--- begin ---

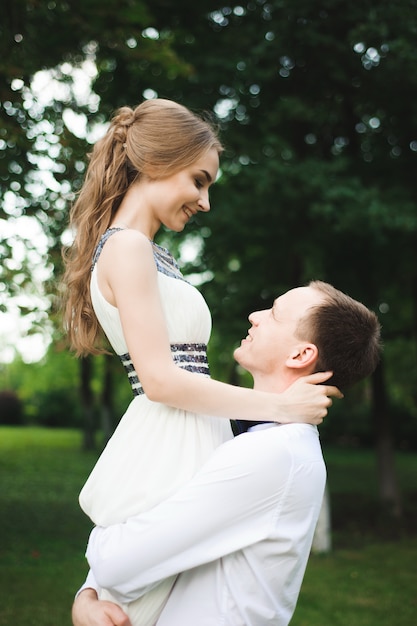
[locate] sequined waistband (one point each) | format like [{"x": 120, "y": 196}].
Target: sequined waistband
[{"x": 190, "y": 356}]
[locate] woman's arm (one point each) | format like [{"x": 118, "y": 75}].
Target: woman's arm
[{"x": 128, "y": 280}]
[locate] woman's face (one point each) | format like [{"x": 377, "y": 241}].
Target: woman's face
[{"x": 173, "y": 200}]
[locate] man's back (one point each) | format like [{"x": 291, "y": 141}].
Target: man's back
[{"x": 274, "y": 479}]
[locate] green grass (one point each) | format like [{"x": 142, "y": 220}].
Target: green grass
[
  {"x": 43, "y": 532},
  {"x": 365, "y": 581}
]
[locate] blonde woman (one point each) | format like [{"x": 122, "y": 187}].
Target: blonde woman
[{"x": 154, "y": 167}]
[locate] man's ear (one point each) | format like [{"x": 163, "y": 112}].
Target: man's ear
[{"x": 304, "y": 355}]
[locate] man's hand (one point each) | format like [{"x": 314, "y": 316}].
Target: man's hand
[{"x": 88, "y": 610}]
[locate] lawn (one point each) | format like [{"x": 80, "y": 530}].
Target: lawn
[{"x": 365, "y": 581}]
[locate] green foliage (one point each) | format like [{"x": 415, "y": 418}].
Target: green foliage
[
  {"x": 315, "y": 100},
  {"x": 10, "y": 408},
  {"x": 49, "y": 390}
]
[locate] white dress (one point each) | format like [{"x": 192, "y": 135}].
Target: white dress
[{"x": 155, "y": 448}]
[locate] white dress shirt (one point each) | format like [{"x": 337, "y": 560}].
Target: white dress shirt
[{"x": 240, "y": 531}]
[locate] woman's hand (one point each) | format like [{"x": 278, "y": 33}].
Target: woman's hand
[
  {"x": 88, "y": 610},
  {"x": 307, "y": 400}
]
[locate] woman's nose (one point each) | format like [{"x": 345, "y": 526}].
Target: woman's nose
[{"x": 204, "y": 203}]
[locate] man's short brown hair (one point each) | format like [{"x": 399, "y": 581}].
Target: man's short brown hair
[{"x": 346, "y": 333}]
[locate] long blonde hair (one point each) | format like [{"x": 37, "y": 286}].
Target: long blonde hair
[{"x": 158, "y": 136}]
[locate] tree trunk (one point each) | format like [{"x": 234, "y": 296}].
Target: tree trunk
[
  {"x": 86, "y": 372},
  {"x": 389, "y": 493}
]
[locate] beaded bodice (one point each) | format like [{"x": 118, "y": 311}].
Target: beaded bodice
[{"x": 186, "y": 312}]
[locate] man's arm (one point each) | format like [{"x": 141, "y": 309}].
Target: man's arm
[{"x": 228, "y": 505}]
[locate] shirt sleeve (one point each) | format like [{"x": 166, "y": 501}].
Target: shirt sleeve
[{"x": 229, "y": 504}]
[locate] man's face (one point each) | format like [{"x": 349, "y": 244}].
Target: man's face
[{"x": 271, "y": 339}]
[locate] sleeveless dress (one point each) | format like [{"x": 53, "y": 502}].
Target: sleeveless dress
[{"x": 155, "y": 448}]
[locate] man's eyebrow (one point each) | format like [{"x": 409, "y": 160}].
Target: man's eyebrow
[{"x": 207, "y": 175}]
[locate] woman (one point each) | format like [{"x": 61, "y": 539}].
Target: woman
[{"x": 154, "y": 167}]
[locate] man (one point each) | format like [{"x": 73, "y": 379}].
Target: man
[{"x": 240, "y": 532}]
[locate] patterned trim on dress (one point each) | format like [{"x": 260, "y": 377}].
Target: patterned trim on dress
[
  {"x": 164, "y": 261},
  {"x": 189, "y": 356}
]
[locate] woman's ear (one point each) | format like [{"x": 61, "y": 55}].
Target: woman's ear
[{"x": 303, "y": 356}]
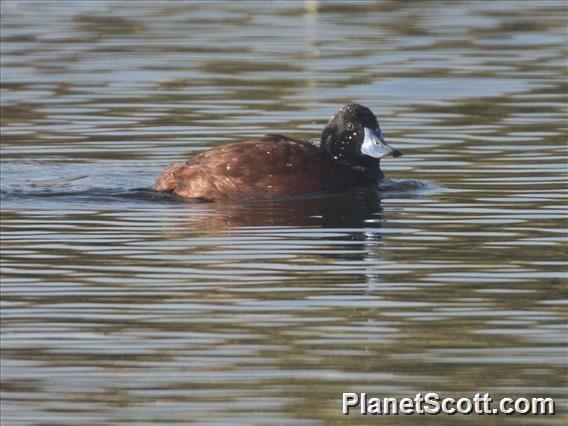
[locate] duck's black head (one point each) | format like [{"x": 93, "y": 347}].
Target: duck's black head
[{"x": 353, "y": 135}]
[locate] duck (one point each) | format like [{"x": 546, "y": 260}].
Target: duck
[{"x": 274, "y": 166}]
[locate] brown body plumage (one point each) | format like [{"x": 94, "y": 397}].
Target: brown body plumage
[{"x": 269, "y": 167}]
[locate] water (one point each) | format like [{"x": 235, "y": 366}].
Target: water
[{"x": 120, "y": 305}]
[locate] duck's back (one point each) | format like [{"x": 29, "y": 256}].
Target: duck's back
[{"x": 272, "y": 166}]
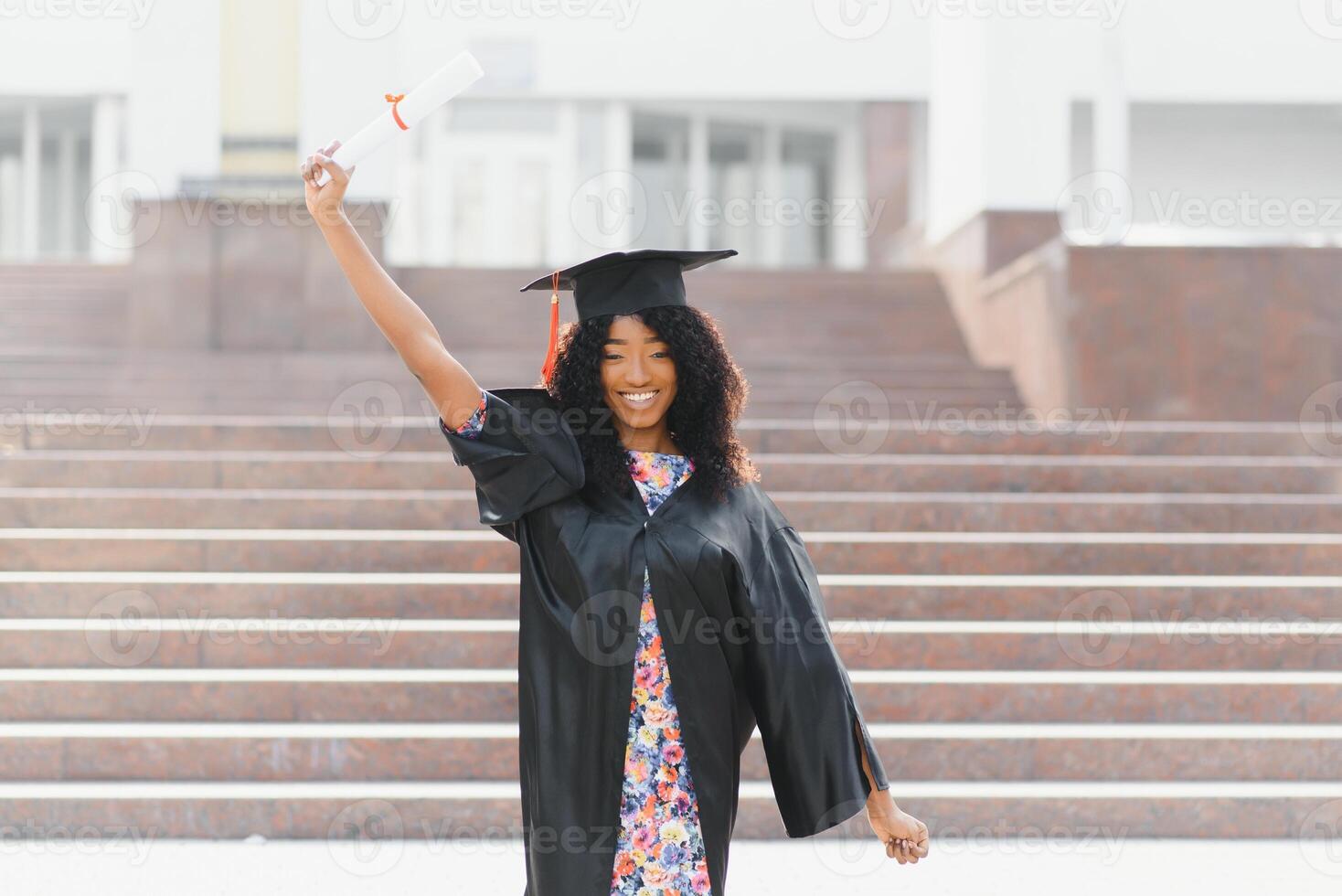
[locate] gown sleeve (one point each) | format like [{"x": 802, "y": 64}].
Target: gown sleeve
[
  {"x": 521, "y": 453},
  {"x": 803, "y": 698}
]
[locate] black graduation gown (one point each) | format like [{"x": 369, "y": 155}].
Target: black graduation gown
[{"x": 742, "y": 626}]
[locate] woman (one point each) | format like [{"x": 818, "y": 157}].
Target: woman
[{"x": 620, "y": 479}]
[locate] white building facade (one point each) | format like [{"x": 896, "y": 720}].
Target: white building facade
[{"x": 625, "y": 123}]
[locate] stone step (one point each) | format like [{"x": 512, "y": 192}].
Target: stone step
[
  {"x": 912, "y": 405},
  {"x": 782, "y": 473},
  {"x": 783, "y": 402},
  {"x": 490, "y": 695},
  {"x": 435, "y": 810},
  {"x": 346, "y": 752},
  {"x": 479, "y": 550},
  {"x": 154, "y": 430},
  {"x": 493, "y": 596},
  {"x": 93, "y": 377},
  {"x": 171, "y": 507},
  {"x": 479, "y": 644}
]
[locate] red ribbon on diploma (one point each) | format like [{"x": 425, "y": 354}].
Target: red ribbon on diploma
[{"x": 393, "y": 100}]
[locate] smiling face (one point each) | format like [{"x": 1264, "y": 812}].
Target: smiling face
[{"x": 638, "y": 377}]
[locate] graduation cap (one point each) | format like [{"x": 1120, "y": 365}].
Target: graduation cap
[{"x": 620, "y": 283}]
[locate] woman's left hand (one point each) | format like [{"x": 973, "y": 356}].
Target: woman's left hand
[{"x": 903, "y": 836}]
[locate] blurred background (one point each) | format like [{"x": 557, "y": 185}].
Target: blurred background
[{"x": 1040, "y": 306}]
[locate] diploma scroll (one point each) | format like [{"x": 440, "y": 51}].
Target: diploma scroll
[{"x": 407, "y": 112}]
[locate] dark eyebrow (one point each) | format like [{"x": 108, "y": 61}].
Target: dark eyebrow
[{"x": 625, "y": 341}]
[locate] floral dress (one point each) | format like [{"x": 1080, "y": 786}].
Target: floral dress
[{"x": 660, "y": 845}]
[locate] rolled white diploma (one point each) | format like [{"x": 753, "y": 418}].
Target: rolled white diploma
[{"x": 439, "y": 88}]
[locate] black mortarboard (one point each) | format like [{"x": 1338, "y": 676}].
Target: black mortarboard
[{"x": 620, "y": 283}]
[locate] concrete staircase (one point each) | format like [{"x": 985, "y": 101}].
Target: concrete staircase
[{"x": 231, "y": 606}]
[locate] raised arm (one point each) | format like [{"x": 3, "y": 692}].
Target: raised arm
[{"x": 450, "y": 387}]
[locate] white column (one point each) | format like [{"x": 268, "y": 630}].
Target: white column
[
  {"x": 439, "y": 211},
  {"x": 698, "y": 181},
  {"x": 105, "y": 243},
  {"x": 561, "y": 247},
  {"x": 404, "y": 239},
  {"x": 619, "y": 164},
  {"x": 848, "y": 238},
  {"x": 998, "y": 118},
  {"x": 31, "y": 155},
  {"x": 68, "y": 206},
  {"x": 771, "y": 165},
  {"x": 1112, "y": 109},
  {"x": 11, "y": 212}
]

--- end ---
--- begin ---

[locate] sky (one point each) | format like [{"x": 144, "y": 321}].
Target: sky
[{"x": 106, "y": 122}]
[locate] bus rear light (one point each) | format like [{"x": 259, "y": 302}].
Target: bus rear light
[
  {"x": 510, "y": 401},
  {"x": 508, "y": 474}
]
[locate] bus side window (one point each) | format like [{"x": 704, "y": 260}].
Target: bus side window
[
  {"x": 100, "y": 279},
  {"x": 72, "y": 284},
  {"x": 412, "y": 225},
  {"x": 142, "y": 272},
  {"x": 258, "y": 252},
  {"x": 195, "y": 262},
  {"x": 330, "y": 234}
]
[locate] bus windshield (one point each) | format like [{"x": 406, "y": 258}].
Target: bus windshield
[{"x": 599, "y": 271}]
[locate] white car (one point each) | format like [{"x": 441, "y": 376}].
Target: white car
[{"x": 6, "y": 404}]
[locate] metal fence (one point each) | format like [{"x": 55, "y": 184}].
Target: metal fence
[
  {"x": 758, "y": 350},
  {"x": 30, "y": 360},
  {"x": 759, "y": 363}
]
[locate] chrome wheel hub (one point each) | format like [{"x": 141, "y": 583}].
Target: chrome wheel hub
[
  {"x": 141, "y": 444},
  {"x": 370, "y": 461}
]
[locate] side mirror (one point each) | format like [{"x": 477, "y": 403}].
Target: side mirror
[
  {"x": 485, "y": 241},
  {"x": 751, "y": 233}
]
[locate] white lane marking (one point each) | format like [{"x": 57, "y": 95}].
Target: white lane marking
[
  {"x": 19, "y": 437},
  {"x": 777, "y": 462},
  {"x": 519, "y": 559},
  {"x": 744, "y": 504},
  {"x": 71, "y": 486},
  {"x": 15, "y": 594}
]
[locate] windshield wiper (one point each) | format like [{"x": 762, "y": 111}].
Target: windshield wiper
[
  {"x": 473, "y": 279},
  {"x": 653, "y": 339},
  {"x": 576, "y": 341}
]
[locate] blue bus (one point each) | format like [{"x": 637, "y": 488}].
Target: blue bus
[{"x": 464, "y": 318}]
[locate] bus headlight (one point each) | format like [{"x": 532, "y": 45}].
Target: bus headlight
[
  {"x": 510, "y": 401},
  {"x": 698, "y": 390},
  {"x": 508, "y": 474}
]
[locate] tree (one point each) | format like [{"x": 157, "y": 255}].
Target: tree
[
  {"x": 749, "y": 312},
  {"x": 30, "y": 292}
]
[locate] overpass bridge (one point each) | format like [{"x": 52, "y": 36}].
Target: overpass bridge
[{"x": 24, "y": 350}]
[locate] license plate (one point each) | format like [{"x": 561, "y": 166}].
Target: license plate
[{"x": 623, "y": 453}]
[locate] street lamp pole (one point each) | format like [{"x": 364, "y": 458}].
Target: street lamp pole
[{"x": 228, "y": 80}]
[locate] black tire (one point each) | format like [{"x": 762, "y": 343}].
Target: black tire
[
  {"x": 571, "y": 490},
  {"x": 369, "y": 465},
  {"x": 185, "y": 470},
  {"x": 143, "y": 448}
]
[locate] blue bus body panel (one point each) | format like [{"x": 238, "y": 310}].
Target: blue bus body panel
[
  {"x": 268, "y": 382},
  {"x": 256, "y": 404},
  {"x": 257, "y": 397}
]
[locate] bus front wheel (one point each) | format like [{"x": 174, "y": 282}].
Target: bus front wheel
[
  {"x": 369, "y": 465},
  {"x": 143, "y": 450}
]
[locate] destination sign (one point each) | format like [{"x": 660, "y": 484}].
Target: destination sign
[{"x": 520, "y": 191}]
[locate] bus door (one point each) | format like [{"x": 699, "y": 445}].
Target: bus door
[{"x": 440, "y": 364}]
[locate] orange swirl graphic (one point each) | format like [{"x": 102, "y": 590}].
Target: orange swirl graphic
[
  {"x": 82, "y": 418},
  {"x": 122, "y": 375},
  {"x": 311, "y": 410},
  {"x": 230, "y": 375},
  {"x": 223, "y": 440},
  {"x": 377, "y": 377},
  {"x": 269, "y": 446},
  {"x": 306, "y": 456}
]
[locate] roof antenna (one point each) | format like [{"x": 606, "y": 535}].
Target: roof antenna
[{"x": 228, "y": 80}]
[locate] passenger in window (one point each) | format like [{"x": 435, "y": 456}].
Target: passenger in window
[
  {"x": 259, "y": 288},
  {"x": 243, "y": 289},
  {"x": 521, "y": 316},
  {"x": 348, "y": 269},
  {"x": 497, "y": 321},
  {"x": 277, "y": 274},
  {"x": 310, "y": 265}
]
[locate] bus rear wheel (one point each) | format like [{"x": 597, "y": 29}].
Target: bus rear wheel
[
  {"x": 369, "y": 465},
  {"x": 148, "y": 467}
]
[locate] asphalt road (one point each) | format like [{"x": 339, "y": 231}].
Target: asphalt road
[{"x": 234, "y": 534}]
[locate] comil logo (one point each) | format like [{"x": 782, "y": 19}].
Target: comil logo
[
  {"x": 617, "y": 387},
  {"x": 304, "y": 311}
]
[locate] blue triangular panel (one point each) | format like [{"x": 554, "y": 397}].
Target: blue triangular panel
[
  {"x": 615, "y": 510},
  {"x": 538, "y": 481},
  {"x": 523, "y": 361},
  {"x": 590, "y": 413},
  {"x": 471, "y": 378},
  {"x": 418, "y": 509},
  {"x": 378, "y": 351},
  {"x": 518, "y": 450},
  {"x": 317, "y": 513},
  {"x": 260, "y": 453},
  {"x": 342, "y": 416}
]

--- end ---

**Problem details:**
Count the lines in the records above that contain the string "metal", and give only that number.

**Final answer:**
2